Of all the lines in the entries below, give again exactly those starting at the line containing "negative clicks: (231, 69)" and ending at the line containing "positive clicks: (487, 382)", both ends included, and no others.

Data to examine:
--- START ---

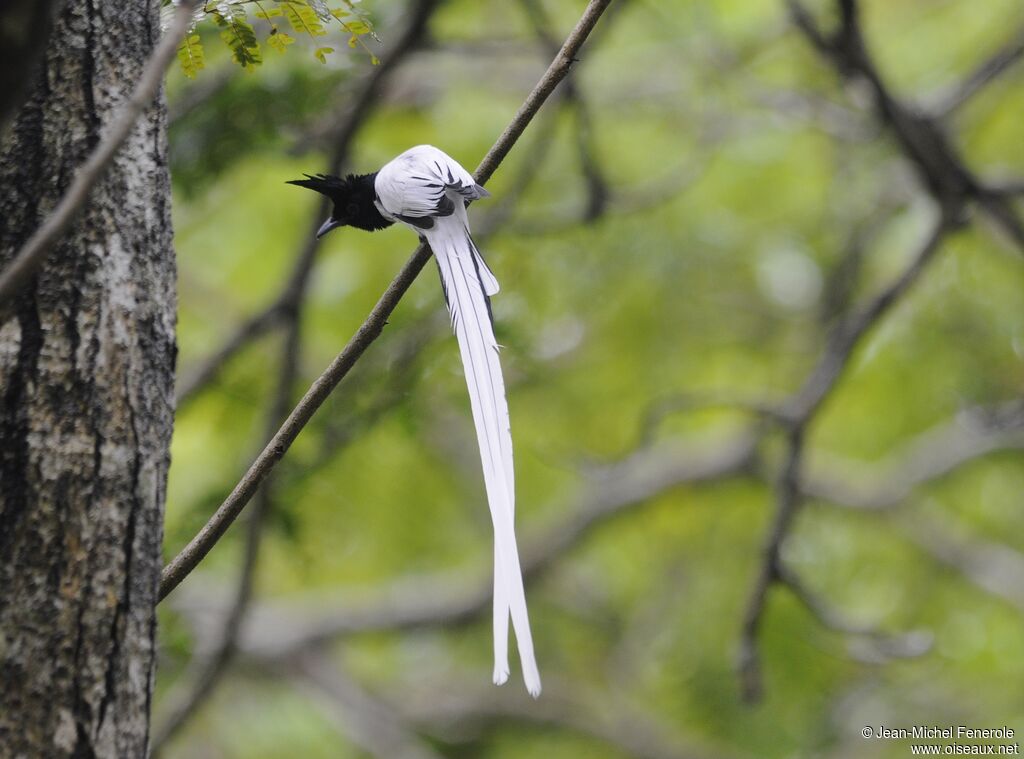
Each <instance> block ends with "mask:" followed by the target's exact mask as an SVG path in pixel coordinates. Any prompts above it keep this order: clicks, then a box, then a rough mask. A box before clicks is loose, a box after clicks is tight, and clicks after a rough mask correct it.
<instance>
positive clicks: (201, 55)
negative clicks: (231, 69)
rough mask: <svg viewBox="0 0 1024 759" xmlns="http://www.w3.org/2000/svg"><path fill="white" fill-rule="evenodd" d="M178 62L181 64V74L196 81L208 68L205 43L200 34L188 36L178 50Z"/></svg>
mask: <svg viewBox="0 0 1024 759" xmlns="http://www.w3.org/2000/svg"><path fill="white" fill-rule="evenodd" d="M178 62H179V64H181V72H182V73H183V74H184V75H185V76H186V77H188V78H189V79H195V78H196V75H197V74H199V72H201V71H202V70H203V69H204V68H205V67H206V59H205V58H204V56H203V42H202V41H201V40H200V37H199V35H198V34H189V35H186V36H185V38H184V40H182V42H181V46H180V47H179V48H178Z"/></svg>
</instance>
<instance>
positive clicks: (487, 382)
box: [374, 145, 541, 697]
mask: <svg viewBox="0 0 1024 759" xmlns="http://www.w3.org/2000/svg"><path fill="white" fill-rule="evenodd" d="M374 187H375V189H376V193H377V198H376V201H375V205H376V206H377V210H378V211H379V212H380V213H381V214H382V215H383V216H385V218H387V219H389V220H395V221H398V222H400V223H403V224H406V225H407V226H409V227H410V228H411V229H413V230H414V231H416V233H417V234H418V235H419V236H420V237H422V238H424V239H426V241H427V242H428V243H429V244H430V248H431V250H432V251H433V254H434V258H435V259H436V261H437V268H438V270H439V271H440V277H441V284H442V286H443V288H444V296H445V300H446V301H447V305H449V310H450V312H451V314H452V328H453V330H454V331H455V334H456V337H457V338H458V341H459V350H460V352H461V354H462V363H463V367H464V369H465V373H466V384H467V387H468V388H469V396H470V406H471V408H472V412H473V423H474V425H475V427H476V435H477V441H478V444H479V448H480V462H481V464H482V466H483V481H484V487H485V489H486V494H487V504H488V506H489V508H490V518H492V522H493V523H494V530H495V599H494V625H495V673H494V680H495V682H496V683H498V684H501V683H503V682H505V681H506V680H507V679H508V674H509V665H508V621H509V615H510V614H511V617H512V626H513V629H514V630H515V635H516V640H517V642H518V647H519V658H520V660H521V664H522V672H523V679H524V681H525V683H526V688H527V689H528V690H529V692H530V693H531V694H532V695H535V697H537V695H538V694H540V692H541V677H540V673H539V672H538V669H537V663H536V661H535V658H534V642H532V638H531V636H530V631H529V619H528V617H527V614H526V598H525V593H524V590H523V585H522V573H521V570H520V566H519V554H518V549H517V547H516V540H515V528H514V519H513V517H514V512H515V483H514V472H513V465H512V433H511V429H510V421H509V411H508V403H507V400H506V397H505V382H504V379H503V377H502V368H501V364H500V362H499V357H498V349H499V346H498V341H497V340H496V339H495V333H494V327H493V324H492V319H490V304H489V300H488V296H490V295H494V294H496V293H497V292H498V290H499V287H498V280H497V279H496V278H495V276H494V273H492V271H490V269H489V268H488V267H487V265H486V263H485V262H484V260H483V257H482V256H481V255H480V252H479V250H478V249H477V247H476V245H475V244H474V243H473V239H472V237H471V236H470V233H469V220H468V218H467V214H466V206H467V205H468V204H469V203H470V202H471V201H473V200H476V199H478V198H481V197H484V196H485V195H486V191H484V189H483V187H481V186H479V185H478V184H477V183H476V181H475V180H474V179H473V177H472V176H471V175H470V173H469V172H468V171H466V170H465V169H464V168H463V167H462V166H460V165H459V163H458V162H456V161H455V160H454V159H452V158H451V157H449V156H447V155H446V154H444V153H443V152H442V151H439V150H437V149H436V147H433V146H431V145H418V146H416V147H412V149H410V150H408V151H406V152H404V153H402V154H401V155H400V156H398V157H397V158H395V159H394V160H393V161H391V162H389V163H388V164H387V165H385V166H384V167H383V168H382V169H381V170H380V171H379V172H378V173H377V177H376V179H375V181H374Z"/></svg>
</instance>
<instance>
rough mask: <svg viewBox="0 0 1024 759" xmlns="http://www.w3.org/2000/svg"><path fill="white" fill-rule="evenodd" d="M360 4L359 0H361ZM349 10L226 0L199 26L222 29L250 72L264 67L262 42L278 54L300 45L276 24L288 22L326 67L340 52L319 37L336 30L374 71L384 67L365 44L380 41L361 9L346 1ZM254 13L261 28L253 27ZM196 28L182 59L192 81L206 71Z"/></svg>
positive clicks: (300, 4)
mask: <svg viewBox="0 0 1024 759" xmlns="http://www.w3.org/2000/svg"><path fill="white" fill-rule="evenodd" d="M356 1H357V0H356ZM344 2H345V5H344V7H334V8H332V7H330V6H329V5H328V4H327V2H325V0H262V1H261V0H224V1H222V2H208V3H206V4H205V5H203V7H202V9H201V11H200V13H199V22H198V23H201V22H202V20H203V19H206V18H210V19H212V20H213V22H214V23H215V24H216V25H217V26H218V27H219V28H220V38H221V40H223V42H224V44H226V45H227V47H228V49H229V50H230V51H231V58H232V59H233V60H234V62H236V64H238V65H239V66H241V67H242V68H243V69H246V70H247V71H252V70H253V69H254V68H255V67H257V66H260V65H261V64H262V62H263V57H262V54H261V52H260V38H261V37H262V38H263V39H264V41H265V42H266V44H267V45H269V46H270V47H271V48H272V49H273V50H274V51H276V52H278V53H284V52H285V51H286V50H287V49H288V47H289V46H290V45H292V44H294V43H295V41H296V40H295V38H294V37H292V36H291V35H289V34H287V33H285V32H284V31H282V29H281V27H280V26H279V24H278V22H276V20H275V19H279V18H284V19H286V20H287V22H288V25H289V26H290V27H291V29H292V30H293V31H294V32H295V33H296V34H297V35H299V36H301V37H307V38H309V39H310V40H312V41H314V42H315V43H316V46H315V48H314V49H313V57H314V58H315V59H316V60H318V61H319V62H321V64H326V62H327V56H328V55H329V54H330V53H333V52H334V51H335V48H334V47H330V46H327V45H323V44H321V42H322V41H321V40H319V38H322V37H327V36H329V35H330V34H331V31H332V30H331V27H332V25H336V26H337V29H338V31H339V32H341V33H344V34H345V35H347V36H348V46H349V47H350V48H355V47H361V49H362V50H364V52H365V53H366V54H367V55H368V56H369V58H370V61H371V64H373V65H374V66H376V65H378V64H379V62H380V60H379V58H378V57H377V55H376V54H374V52H373V51H372V50H371V49H370V47H369V46H368V45H367V43H366V42H365V41H364V37H371V38H373V39H375V40H376V39H377V36H376V34H374V30H373V25H372V24H371V22H370V18H369V16H368V15H367V14H366V13H365V12H364V11H361V10H359V9H358V8H357V7H356V5H355V3H354V2H351V1H350V0H344ZM250 14H251V16H252V18H253V20H254V22H255V23H256V25H257V26H258V27H261V28H264V29H260V30H257V28H256V27H254V26H253V23H251V22H250ZM195 29H196V25H194V28H193V29H190V30H189V31H188V33H187V34H186V36H185V39H184V41H183V42H182V44H181V47H179V48H178V60H179V62H180V65H181V71H182V73H183V74H184V75H185V76H186V77H188V78H189V79H195V78H196V75H197V74H198V73H199V72H200V71H202V70H203V69H204V68H205V58H204V53H203V47H202V41H201V38H200V35H198V34H196V33H195Z"/></svg>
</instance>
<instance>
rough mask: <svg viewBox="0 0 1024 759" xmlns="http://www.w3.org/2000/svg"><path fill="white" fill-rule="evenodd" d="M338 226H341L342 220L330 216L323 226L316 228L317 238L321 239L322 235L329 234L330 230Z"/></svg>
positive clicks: (326, 234)
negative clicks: (318, 227)
mask: <svg viewBox="0 0 1024 759" xmlns="http://www.w3.org/2000/svg"><path fill="white" fill-rule="evenodd" d="M336 226H341V222H340V221H338V219H332V218H329V219H328V220H327V221H325V222H324V223H323V224H321V228H319V229H317V230H316V239H317V240H319V239H321V238H322V237H324V236H325V235H327V234H328V233H329V231H331V229H333V228H335V227H336Z"/></svg>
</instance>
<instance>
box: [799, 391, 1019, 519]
mask: <svg viewBox="0 0 1024 759" xmlns="http://www.w3.org/2000/svg"><path fill="white" fill-rule="evenodd" d="M1021 450H1024V411H1022V408H1021V404H1020V403H1012V404H1006V405H1001V406H997V407H995V408H994V409H973V410H971V411H968V412H966V413H962V414H958V415H957V416H956V418H955V419H953V420H951V421H947V422H943V423H942V424H939V425H937V426H935V427H933V428H932V429H929V430H927V431H926V432H923V433H921V434H919V435H916V436H915V437H914V438H913V439H912V440H910V441H909V442H908V444H906V446H905V447H904V448H903V450H901V451H899V452H897V453H896V454H893V455H891V456H889V457H887V462H886V463H884V464H882V465H876V466H872V467H871V468H872V469H882V471H883V473H882V474H881V475H880V474H870V473H868V472H865V471H861V470H860V469H857V468H855V467H854V466H852V465H851V464H849V463H847V464H845V465H838V462H837V463H834V464H831V465H830V466H828V467H827V468H826V469H825V470H824V471H811V472H808V474H807V476H806V477H805V478H804V483H803V492H804V495H805V496H806V497H808V498H814V499H818V500H821V501H824V502H827V503H831V504H835V505H839V506H842V507H844V508H854V509H866V510H873V511H879V510H883V509H890V508H893V507H895V506H899V505H900V504H902V503H904V502H905V501H906V499H907V498H908V497H909V496H910V494H911V493H913V491H914V490H915V489H916V488H920V487H921V486H923V484H926V483H928V482H932V481H934V480H936V479H939V478H941V477H944V476H945V475H947V474H949V473H950V472H952V471H955V470H956V469H958V468H959V467H962V466H964V465H965V464H968V463H970V462H972V461H975V460H977V459H979V458H981V457H983V456H988V455H989V454H992V453H997V452H999V451H1021Z"/></svg>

--- END ---

Problem solution:
negative clicks: (231, 69)
rough mask: <svg viewBox="0 0 1024 759" xmlns="http://www.w3.org/2000/svg"><path fill="white" fill-rule="evenodd" d="M178 62L181 64V74L196 81L208 68L205 43L200 34L188 36L178 50Z"/></svg>
mask: <svg viewBox="0 0 1024 759" xmlns="http://www.w3.org/2000/svg"><path fill="white" fill-rule="evenodd" d="M178 62H179V64H181V72H182V73H183V74H184V75H185V76H186V77H188V78H189V79H195V78H196V75H197V74H199V72H201V71H202V70H203V69H204V68H205V67H206V59H205V58H204V56H203V42H202V41H201V40H200V37H199V35H198V34H189V35H186V36H185V38H184V40H182V42H181V46H180V47H179V48H178Z"/></svg>
</instance>
<instance>
positive clicks: (487, 382)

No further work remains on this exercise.